**EXERCISE 1**
Answer these about the essay on curriculum, assessment and AI:
(a) Which three ways of patching the old system does the essay call "oak‑tree thinking"?
(b) What do the bees that behave as scouts do?
(c) What happens when one of the hive's exploratory flights finds something dramatically better?
**EXERCISE 2**
Could you carry on the essay on curriculum, assessment and AI from its final sentence, "We need a different ambition."?
* start QUOTED PASSAGE *
That is uncomfortably close to how much of our curriculum and assessment behaves today.

We design highly specified programmes of study, optimise teaching to those specifications, and reinforce everything with high‑stakes, one‑shot exams and tight rubrics. In good weather, this looks impressively robust. Results are predictable. Accountability data is tidy. But when the environment changes, the same strengths can reveal themselves as structural fragilities.

Generative AI is exactly that kind of environmental change. It will steadily eat into the kinds of tasks and performances we have relied on to certify knowledge and skill. Patching the old system to be more “resilient”, for example through stricter proctoring, better cheat detection, or clever tweaks to question formats, is, at best, oak‑tree thinking. We might survive this round of storms, but we are not becoming any less fragile to the next ones.

The Beehive: Built‑In Exploration and Optionality

If the oak is our cautionary tale, the beehive offers a more hopeful metaphor.

In a honey bee colony, not every bee does the same job in the same way. Some foragers act largely as collectors, returning to known food sources and using social cues – the famous waggle dance – to coordinate exploitation of those sources. Others behave as scouts, flying out into the unknown to search for new patches of nectar and pollen. The colony implicitly “knows” that this mix of exploration and exploitation is vital. If every bee only ever went where the last waggle dance pointed, the hive would be dangerously dependent on a small set of known patches. If every bee only explored, the colony would waste energy and starve.

By maintaining a proportion of bees that range more widely and test new possibilities, the hive continually increases its exposure to potential upside. Most exploratory flights fail quietly. A few find something dramatically better such as a nearer patch, a richer field, a newly flowering tree. In those moments, the waggle dance updates the behaviour of many other bees, and the whole colony pivots.

That is what optionality looks like in practice: lots of low‑cost local experiments, small individual downside when they fail, and the possibility of a disproportionate upside when they succeed. It is a pattern much closer to antifragility than the fixed, optimised oak.

The question is: does our curriculum and assessment behave more like an oak or a hive?

When “AI‑Resilient Assessment” eventually fails

Right now, much of the sector’s response to AI is focused on making the existing model of assessment “AI‑resilient”. We are seeing three common moves:

Adding layers of surveillance: remote proctoring, webcams, keystroke logging, identity checks.
Applying forensic tools: cheat detection, text analysis, attempts to spot machine‑generated prose.
Tweaking formats and conditions: more in‑person exams, tighter time limits, different question types.

Each of these may patch a specific vulnerability in the short term. They may even be necessary in some contexts. But taken together they amount to a strategy of building higher and higher walls around essentially the same structure.

In Taleb’s terms, they add complexity and hidden fragilities to a system that still has large downside risk (fail one high‑stakes event and doors close) and almost no upside from volatility. They make a fragile system slightly more resistant to yesterday’s attacks, while creating new points of failure of their own. It is ginger‑in‑the‑dyke engineering: constantly repairing cracks in a wall that the tide will eventually overtop.

If the underlying logic of assessment remains “one format, one shot, one narrow way of showing what you know”, AI will keep finding ways to help students produce plausible surface‑level responses. We can chase that with detection and policing, but there is no reason to think this arms race will end in our favour.

We need a different ambition.
* end QUOTED PASSAGE *
* start RAW RECORDS *
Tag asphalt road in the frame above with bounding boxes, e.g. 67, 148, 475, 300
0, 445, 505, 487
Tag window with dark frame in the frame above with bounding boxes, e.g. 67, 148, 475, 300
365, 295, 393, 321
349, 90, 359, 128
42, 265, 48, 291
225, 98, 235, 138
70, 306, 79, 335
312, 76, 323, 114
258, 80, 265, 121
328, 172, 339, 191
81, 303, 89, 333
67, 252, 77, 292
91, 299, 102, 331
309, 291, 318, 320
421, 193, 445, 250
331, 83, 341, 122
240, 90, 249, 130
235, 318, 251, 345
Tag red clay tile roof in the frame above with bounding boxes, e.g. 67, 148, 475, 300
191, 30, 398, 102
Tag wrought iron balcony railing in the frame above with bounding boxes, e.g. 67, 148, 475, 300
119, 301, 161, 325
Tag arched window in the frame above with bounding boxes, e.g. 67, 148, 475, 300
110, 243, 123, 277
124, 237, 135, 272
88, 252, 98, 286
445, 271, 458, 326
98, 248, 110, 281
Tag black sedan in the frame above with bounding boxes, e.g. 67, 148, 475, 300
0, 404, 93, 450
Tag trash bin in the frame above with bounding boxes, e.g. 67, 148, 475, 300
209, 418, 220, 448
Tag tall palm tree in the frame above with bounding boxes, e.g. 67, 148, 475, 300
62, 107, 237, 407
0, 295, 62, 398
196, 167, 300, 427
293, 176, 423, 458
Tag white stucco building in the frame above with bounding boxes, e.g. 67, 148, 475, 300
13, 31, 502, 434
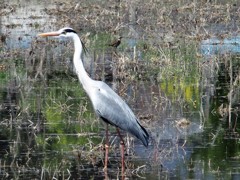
* end RAW RECORDS *
**RIGHT ANSWER 1**
(a) Stricter proctoring, better cheat detection, and clever tweaks to question formats.
(b) They fly out into the unknown to search for new patches of nectar and pollen.
(c) The waggle dance updates the behavior of many other bees, and the whole colony pivots.

**RIGHT ANSWER 2**
Why Countries Cannot Afford Oak‑Tree Systems

This isn’t just a school‑level design problem. At a national level, the stakes are economic.

AI is a general‑purpose technology that will reshape productivity, employment, and growth across sectors. The macro‑economics are still uncertain, but one point is already clear in OECD, IMF and other analyses: countries that adapt their human capital systems fastest (building flexible, creative, continuously learning workforces) are likely to capture more of the upside and less of the downside. In other words, education systems that behave like oak trees, optimised for one stable climate, are a macro‑economic liability.

International work on skills shortages is already pointing in the same direction. Across advanced economies, the hardest gaps to fill are not narrow bits of codified knowledge, but complex bundles of skills: active learning, critical thinking, judgement and decision‑making, creativity, collaborative problem‑solving. These are exactly the kinds of capabilities that grow when learners are repeatedly exposed to complex tasks, uncertainty, feedback and iteration, and that wither in systems that train them to play safe for standardised tests.

From this vantage point, the question “Can our curriculum and assessment cope with AI?” becomes “Can our curriculum and assessment create the kind of optionality and antifragile human capital our economy now needs?” A country that continues to pour time and money into making old formats slightly more “AI‑resilient” is locking itself into concave bets: large downside if the exams stop meaning what we claim, and limited upside even if they “work”. A country that redesigns curriculum and assessment around big ideas, exploration and holistic judgement is doing the opposite, increasing its surface area exposure to upside optionality in the labour market.

Curriculum as an Engine of Options, Not a Canal

Antifragility in education starts upstream, with curriculum.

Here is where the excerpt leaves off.